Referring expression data

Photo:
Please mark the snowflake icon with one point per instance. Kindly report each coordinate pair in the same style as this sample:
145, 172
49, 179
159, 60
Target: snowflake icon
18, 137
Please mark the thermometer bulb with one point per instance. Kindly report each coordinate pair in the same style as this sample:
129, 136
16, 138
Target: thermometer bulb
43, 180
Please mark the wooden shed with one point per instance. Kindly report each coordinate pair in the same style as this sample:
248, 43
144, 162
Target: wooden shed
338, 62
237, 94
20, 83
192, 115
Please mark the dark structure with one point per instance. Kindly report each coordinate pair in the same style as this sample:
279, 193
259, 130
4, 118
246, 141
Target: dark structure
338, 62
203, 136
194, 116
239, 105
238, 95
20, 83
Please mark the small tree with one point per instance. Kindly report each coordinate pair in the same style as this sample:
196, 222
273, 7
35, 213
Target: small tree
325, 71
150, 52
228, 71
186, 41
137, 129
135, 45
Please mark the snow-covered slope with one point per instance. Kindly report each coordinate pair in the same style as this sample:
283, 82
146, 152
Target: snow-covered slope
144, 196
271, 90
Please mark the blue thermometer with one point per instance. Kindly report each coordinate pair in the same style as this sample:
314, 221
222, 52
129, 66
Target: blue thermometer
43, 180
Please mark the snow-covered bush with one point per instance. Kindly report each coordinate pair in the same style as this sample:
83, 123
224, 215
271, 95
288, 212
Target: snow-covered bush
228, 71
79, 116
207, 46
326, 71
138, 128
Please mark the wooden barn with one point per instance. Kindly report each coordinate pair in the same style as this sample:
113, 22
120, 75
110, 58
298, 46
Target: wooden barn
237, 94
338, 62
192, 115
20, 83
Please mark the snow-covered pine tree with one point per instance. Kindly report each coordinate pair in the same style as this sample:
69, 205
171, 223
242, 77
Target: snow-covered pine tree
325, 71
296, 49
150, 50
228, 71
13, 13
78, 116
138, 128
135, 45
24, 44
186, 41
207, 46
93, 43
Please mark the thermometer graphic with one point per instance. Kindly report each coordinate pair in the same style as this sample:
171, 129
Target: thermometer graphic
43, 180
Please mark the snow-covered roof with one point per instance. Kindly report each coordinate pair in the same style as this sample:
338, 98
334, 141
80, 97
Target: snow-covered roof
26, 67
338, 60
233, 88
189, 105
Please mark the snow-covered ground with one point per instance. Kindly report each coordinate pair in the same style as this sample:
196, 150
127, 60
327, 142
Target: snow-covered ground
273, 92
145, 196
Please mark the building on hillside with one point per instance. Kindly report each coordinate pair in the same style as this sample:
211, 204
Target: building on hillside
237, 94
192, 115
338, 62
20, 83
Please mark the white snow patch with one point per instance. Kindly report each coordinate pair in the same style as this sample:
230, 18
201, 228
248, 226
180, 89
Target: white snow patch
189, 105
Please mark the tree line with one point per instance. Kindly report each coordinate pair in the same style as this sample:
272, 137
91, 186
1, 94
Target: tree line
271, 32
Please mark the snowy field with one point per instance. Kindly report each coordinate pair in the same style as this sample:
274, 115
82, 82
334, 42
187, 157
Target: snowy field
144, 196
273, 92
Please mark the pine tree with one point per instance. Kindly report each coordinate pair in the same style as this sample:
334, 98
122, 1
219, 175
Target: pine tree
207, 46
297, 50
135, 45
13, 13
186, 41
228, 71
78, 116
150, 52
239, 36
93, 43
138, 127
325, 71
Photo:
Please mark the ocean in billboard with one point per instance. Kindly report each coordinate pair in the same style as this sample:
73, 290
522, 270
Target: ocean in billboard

**WORK ORDER**
Nothing in the records may be left out; copy them all exactly.

**REPLY TO THE EXERCISE**
Photo:
Please mark the snowflake icon with one point per instance. Kindly report each coordinate pair in the same style as this sample:
145, 172
49, 179
159, 60
Target: snowflake icon
18, 137
Please mark the thermometer bulb with one point per instance. Kindly report each coordinate pair in the same style as this sample:
129, 136
16, 138
Target: thermometer bulb
43, 180
Please mark the wooden shed with one point per instance. Kindly report each coordinate pair in the same style as this sample:
248, 43
144, 162
Target: wooden shed
338, 62
237, 94
20, 83
192, 115
Please mark the dark structure with one point per instance. Kindly report each coordinate pair in the same style as this sample:
279, 193
259, 130
4, 118
246, 141
Target: dark structure
338, 62
203, 136
194, 116
239, 105
238, 95
20, 83
Please mark the small tree with one point per instance. Kindly report each coordinate pair in the same style as this sample:
196, 222
273, 7
35, 213
Target: small tree
325, 71
150, 52
228, 71
186, 41
137, 129
135, 45
Please mark the snow-covered slope with one point per instance. Kindly report each coordinate pair in the same style as this sample:
283, 82
146, 152
Target: snow-covered slope
144, 196
271, 90
Please mark the blue thermometer with one point per instance. Kindly report each coordinate pair in the same style as this sample:
314, 221
222, 52
129, 66
Target: blue thermometer
43, 180
Please mark the snow-covered bush with one point per instance. Kindly report each coordinate pair in the same style as this sample:
83, 123
224, 215
271, 95
288, 212
Target: snow-covered bush
228, 71
79, 116
207, 46
326, 71
138, 128
Please mark the wooden barn with one point per instance. Kindly report each coordinate pair in the same style as this sample:
113, 22
120, 75
110, 58
298, 46
Target: wooden barn
237, 94
338, 62
192, 115
20, 83
Please mark the snow-covered pine tree with one point per instance. Kindly report each coordinate pair in the same style as this sample:
69, 205
171, 223
242, 77
Target: snow-covered pine tree
325, 71
296, 49
150, 50
228, 71
13, 13
78, 116
138, 128
135, 45
24, 44
186, 41
207, 46
93, 43
Please mark the thermometer graphic with one point per instance. Kindly report each coordinate pair in the same style as this sample:
171, 129
Target: thermometer graphic
43, 180
Please mark the snow-covered roof with one point per instance. Kindly report each coordinate pair in the same style as this sample:
338, 98
334, 141
80, 97
Target: snow-covered roof
26, 67
338, 60
233, 88
189, 105
Please mark the snow-covered ground with one point per instance. Kindly report each coordinate pair in the same style as this sample:
196, 150
127, 60
327, 142
Target: snow-covered ground
273, 92
145, 196
Please mark the building on hillside with one point per instance. Kindly report each coordinate pair in the same style as this sample:
211, 204
Target: building on hillside
237, 94
192, 115
338, 62
20, 83
Please mark the white snow patch with one point per instance. Kindly report each coordinate pair in the same style as this sample:
230, 18
201, 228
248, 226
180, 89
Target: white snow patch
189, 105
Please mark the tree line with one point per instance. Kindly report each coordinate pair in the same style as this sample:
272, 137
91, 186
1, 94
Target: tree line
271, 32
Please mark the snowy field with one point per instance. Kindly report each coordinate pair in the same style as this sample:
274, 115
82, 82
334, 42
187, 157
Target: snowy field
144, 196
273, 92
Please mark the pine tree with one point per instance. Kindly report each coordinate pair in the same style as this sample:
334, 98
122, 1
219, 175
Target: pine tree
207, 46
297, 50
135, 45
13, 13
186, 41
228, 71
78, 116
150, 52
239, 36
93, 43
138, 127
325, 71
Photo:
Please mark the ocean in billboard with one point per instance. Kindly report each coordinate pair in the same style as this sample:
73, 290
522, 270
Target: ocean in billboard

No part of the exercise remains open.